*** Opening of TASK INPUT ***
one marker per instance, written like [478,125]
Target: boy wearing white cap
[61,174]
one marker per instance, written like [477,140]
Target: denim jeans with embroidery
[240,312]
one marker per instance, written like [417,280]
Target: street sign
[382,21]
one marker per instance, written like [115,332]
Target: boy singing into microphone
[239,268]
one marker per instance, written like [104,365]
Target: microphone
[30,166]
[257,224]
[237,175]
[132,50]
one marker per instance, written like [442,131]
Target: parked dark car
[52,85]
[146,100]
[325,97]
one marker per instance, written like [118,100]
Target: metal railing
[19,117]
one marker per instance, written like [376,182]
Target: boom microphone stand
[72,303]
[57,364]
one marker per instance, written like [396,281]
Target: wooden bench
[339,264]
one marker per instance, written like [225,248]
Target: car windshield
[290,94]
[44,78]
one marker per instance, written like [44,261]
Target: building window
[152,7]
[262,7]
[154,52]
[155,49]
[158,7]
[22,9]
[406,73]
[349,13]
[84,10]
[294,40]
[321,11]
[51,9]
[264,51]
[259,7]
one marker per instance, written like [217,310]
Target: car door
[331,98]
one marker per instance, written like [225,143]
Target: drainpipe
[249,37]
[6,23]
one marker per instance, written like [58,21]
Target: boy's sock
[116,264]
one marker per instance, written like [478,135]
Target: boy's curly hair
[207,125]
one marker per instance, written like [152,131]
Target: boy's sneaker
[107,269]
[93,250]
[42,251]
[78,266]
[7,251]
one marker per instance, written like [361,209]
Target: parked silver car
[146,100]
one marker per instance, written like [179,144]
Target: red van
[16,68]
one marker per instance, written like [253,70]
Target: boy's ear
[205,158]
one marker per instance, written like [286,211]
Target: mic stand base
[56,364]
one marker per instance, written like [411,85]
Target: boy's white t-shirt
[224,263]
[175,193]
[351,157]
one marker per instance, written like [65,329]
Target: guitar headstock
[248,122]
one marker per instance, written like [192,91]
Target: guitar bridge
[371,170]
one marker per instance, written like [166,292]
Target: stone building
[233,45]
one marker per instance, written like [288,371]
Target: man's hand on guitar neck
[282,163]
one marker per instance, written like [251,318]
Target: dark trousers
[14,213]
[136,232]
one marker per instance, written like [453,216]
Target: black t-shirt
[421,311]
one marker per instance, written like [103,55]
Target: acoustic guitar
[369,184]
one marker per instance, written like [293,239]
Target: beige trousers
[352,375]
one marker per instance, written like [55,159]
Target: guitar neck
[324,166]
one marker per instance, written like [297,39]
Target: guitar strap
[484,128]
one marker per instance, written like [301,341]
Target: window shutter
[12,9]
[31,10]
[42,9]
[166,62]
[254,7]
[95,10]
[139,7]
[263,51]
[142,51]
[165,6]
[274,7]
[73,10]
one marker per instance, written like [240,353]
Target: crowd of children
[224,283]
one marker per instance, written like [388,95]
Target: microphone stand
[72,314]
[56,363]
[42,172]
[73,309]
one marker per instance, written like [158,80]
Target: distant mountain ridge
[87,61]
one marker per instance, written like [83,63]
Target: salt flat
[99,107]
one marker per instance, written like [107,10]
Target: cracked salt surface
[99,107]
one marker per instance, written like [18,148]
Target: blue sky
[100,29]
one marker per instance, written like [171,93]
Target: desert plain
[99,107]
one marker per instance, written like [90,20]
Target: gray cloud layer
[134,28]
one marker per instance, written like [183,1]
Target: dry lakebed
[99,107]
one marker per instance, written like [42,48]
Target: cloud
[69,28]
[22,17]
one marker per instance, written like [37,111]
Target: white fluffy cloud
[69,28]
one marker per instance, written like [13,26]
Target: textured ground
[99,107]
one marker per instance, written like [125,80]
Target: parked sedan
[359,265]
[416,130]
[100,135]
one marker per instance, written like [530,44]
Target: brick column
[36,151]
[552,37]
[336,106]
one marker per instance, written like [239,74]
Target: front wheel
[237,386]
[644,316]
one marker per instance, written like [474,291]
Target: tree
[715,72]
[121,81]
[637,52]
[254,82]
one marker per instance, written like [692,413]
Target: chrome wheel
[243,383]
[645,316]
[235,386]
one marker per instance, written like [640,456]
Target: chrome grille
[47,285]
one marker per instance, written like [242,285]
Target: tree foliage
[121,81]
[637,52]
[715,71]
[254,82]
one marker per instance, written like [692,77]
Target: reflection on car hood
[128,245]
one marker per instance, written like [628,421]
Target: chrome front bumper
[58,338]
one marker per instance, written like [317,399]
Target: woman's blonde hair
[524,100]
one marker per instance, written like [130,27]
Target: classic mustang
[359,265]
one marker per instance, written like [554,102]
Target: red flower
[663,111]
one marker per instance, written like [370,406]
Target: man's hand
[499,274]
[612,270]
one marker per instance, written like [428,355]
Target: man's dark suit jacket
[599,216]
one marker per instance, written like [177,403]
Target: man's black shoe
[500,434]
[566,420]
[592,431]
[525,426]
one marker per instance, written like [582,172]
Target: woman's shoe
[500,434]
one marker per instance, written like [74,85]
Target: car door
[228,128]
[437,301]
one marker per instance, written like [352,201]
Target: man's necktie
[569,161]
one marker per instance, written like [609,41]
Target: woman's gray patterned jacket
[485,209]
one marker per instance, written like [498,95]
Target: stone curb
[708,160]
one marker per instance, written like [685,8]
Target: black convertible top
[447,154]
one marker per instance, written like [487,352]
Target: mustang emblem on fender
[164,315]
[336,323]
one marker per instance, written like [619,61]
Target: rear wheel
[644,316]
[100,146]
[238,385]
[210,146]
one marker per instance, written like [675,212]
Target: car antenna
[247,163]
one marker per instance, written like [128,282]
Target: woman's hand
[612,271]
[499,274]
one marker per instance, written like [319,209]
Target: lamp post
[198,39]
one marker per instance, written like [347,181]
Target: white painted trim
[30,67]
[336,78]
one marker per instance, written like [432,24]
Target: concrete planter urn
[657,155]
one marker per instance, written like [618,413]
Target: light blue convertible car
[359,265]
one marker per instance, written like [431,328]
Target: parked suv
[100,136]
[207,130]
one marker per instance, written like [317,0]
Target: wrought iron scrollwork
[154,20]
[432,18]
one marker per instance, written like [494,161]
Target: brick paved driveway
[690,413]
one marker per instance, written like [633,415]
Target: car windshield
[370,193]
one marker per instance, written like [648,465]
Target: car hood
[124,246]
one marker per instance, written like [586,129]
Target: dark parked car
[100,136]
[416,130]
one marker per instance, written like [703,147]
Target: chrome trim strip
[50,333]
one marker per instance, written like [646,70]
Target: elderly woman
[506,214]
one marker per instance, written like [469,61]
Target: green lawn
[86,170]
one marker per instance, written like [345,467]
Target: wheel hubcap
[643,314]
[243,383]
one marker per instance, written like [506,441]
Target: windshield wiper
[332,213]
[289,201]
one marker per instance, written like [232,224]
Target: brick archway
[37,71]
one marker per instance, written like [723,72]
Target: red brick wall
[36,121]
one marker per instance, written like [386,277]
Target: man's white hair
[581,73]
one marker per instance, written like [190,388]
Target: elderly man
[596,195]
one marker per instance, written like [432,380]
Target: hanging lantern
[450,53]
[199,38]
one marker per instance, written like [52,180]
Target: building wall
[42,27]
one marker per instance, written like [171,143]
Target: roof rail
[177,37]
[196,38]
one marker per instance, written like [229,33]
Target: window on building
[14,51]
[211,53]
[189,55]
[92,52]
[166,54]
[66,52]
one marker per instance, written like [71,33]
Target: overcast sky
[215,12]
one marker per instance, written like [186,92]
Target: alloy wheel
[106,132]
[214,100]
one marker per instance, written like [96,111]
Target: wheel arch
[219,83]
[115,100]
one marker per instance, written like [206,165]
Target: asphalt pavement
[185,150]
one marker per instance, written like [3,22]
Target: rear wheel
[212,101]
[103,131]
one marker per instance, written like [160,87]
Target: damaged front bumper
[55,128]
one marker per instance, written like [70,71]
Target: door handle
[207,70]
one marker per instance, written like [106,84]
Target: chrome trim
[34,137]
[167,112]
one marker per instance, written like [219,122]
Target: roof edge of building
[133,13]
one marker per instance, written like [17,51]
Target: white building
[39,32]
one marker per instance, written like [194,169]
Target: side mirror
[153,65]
*** Close of TASK INPUT ***
§ WHAT YOU HAVE TO DO:
Beginning with the very first line of the material above, give each line again exactly, ending with the line that contains "one marker per instance, written like [376,182]".

§ ANSWER TO THIS PROBLEM:
one marker per instance, written like [478,125]
Target: boy wearing white cap
[61,174]
one marker per instance, written like [477,140]
Target: denim jeans with embroidery
[240,312]
one marker per instance, written like [417,280]
Target: street sign
[382,21]
one marker per instance, written like [115,332]
Target: boy singing into microphone
[239,268]
one marker per instance, written like [104,365]
Target: microphone
[30,166]
[257,224]
[237,175]
[132,50]
one marker per instance, written like [442,131]
Target: parked dark car
[52,85]
[146,100]
[325,97]
one marker per instance, written like [118,100]
Target: metal railing
[19,117]
one marker per instance, written like [376,182]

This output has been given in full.